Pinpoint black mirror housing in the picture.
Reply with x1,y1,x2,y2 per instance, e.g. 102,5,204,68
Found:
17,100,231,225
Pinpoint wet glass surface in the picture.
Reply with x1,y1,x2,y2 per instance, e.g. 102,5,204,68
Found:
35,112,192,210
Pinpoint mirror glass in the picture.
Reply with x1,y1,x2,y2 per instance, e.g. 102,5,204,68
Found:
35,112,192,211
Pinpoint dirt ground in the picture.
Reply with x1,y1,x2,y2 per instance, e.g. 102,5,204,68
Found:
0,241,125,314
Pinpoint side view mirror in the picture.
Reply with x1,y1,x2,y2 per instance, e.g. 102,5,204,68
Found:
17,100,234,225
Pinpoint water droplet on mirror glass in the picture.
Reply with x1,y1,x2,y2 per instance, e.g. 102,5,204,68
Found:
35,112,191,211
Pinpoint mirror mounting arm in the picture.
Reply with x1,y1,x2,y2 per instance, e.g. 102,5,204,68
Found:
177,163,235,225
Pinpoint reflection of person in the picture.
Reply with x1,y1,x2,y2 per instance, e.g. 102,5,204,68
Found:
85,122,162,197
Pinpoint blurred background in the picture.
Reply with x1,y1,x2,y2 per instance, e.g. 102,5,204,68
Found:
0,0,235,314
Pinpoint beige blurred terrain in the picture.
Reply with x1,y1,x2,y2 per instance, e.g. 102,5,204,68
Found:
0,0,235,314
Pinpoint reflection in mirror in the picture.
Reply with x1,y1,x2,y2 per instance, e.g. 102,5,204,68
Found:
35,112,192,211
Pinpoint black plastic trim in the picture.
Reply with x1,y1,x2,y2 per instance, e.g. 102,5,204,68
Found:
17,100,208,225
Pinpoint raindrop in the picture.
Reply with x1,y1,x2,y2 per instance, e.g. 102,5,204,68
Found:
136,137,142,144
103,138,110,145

________

What the exercise asks>
Display every line from the entries above that contains the string "blurred", copying each line in full. Treat uppercase and lowercase letters as distinct.

Response to this task>
Pinpoint blurred background in the picture.
Pinpoint beige blurred terrain in the picture.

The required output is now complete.